SOURCE TEXT
- Opening Delimiter -

One of the beauties of Sheilah is her nuanced and complex understanding of things whereas I am quite literal and often see things in black and white. Part of how I contribute to the collaboration is in an impulsive way. I will suddenly grab a camera and shoot or make a cut in the timeline without thought. We do plan and construct shots in order to manifest an idea or further the narrative, but the documentary footage usually comes in an urgent manner. 

A concise answer to your question about desire is that we make things we want to see. Lesbian sex doesn’t get much air time on the silver screen. We want to see it, so we make it.

Detail: “Stack for Martha’s Sisters” by Dani + Sheilah ReStack, Photo by Lynné Bowman Cravens, The Art Galleries at TCU, 2021

CC: Expanding upon the Carrington’s Hyena work, the commissioned work Stack for Martha’s Sisters on exhibit at Fort Worth Contemporary includes a video projection onto a sculptural installation inspired by your research of the Sanctified Sisters of Belton, Texas, and the idea of alternative spaces away from the patriarchal order. You mentioned how ideas of freedom can be translated through time and locating oneself within these spaces. How did your research on the Sanctified Sisters led you to discover the Susan B Anthony Women’s Land Trust in Athens, Ohio, where you filmed the projection loops for the installation? And I’m also curious about the project and its significance showing in what has been traditionally a patriarchal city.

- Closing Delimiter -

(Stored items)
- Opening Delimiter -

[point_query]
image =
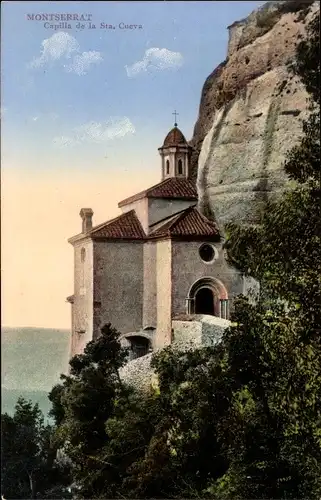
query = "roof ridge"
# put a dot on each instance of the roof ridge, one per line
(170, 216)
(206, 219)
(103, 224)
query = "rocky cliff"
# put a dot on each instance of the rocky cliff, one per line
(250, 113)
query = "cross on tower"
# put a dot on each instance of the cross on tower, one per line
(175, 124)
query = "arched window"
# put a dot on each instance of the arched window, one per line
(208, 296)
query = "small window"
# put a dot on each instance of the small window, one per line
(207, 253)
(83, 255)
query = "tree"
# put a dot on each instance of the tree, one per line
(82, 404)
(28, 462)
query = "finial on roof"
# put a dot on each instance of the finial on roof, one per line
(175, 124)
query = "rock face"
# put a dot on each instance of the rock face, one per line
(250, 114)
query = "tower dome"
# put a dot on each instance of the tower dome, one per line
(175, 153)
(174, 138)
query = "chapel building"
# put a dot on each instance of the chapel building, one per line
(158, 261)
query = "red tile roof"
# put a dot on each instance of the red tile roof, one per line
(125, 226)
(173, 187)
(189, 223)
(174, 138)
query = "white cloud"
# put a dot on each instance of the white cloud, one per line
(62, 46)
(95, 132)
(156, 59)
(81, 63)
(45, 116)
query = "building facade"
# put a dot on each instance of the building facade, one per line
(159, 261)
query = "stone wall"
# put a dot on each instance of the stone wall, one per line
(82, 308)
(118, 293)
(187, 334)
(164, 295)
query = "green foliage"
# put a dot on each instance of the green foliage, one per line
(28, 465)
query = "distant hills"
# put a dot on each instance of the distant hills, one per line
(32, 360)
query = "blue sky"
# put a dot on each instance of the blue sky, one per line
(83, 113)
(42, 103)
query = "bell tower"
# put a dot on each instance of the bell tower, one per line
(175, 154)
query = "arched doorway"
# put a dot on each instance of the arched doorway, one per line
(204, 301)
(208, 296)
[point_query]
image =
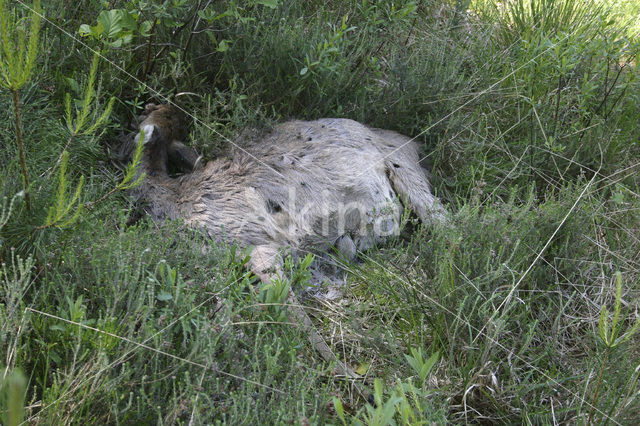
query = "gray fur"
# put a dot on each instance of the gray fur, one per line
(304, 186)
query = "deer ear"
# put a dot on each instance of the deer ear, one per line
(151, 134)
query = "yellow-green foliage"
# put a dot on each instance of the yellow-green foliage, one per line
(17, 54)
(66, 209)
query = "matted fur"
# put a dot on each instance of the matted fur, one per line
(303, 186)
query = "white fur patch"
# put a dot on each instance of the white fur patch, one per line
(148, 133)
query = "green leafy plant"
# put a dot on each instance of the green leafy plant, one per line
(611, 335)
(115, 28)
(67, 208)
(13, 388)
(421, 366)
(17, 61)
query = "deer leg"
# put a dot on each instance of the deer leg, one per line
(411, 186)
(184, 158)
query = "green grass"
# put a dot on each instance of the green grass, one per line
(527, 116)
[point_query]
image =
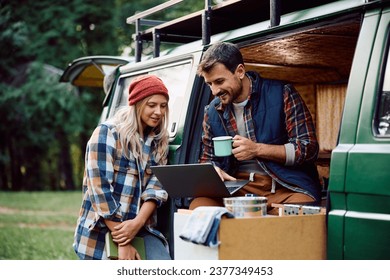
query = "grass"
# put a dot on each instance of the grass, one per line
(38, 225)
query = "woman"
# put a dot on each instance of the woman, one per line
(121, 194)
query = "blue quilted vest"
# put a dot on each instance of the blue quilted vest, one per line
(269, 122)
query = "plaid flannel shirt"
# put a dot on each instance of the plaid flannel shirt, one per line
(113, 188)
(300, 128)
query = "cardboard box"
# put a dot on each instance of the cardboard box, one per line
(273, 238)
(301, 237)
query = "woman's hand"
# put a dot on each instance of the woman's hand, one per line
(128, 252)
(125, 232)
(224, 176)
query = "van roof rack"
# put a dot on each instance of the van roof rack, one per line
(225, 16)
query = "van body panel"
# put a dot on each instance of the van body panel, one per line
(357, 81)
(342, 43)
(366, 237)
(366, 222)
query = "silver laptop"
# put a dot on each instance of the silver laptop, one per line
(195, 180)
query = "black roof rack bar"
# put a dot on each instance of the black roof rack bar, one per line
(138, 20)
(151, 22)
(206, 21)
(275, 8)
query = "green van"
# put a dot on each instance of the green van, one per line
(336, 53)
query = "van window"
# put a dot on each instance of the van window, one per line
(175, 78)
(382, 122)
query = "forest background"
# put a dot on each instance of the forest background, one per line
(45, 124)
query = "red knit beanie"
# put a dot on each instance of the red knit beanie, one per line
(144, 86)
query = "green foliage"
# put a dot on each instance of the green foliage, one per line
(45, 124)
(38, 225)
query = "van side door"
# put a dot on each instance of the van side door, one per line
(359, 186)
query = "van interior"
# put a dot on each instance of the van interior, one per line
(317, 61)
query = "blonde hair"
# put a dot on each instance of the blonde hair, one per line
(129, 126)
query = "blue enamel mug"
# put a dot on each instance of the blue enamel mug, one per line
(223, 146)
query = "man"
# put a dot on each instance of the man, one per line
(274, 141)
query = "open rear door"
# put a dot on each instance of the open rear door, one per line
(89, 71)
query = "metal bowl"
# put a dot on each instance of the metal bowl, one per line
(246, 206)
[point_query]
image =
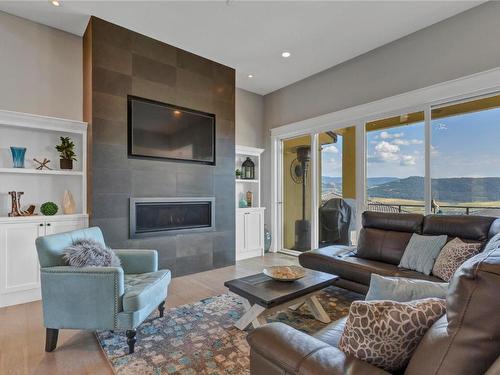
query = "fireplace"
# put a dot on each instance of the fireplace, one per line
(159, 216)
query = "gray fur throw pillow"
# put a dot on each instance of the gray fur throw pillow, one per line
(89, 253)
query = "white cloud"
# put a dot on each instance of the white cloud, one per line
(407, 160)
(401, 142)
(440, 126)
(385, 151)
(331, 148)
(385, 135)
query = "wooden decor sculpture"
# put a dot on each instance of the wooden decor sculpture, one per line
(16, 205)
(43, 164)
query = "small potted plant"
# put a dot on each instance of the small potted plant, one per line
(66, 151)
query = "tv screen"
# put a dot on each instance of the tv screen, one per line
(166, 131)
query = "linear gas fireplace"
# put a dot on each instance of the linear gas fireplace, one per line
(157, 216)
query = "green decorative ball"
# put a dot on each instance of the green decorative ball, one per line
(49, 208)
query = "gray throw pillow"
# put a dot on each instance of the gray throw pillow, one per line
(402, 289)
(421, 252)
(90, 253)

- Closing Delimiter -

WHAT TO DO
• A. Reproduce word for word the stretch of the interview from "A concise answer" through "we make it.".
• B. Render this sentence from the interview in French: "A concise answer to your question about desire is that we make things we want to see."
Rely on the interview alone when responding.

SOLUTIONS FOR EACH TASK
• A.
A concise answer to your question about desire is that we make things we want to see. Lesbian sex doesn’t get much air time on the silver screen. We want to see it, so we make it.

• B. Une réponse concise à votre question sur le désir est que nous faisons des choses que nous voulons voir.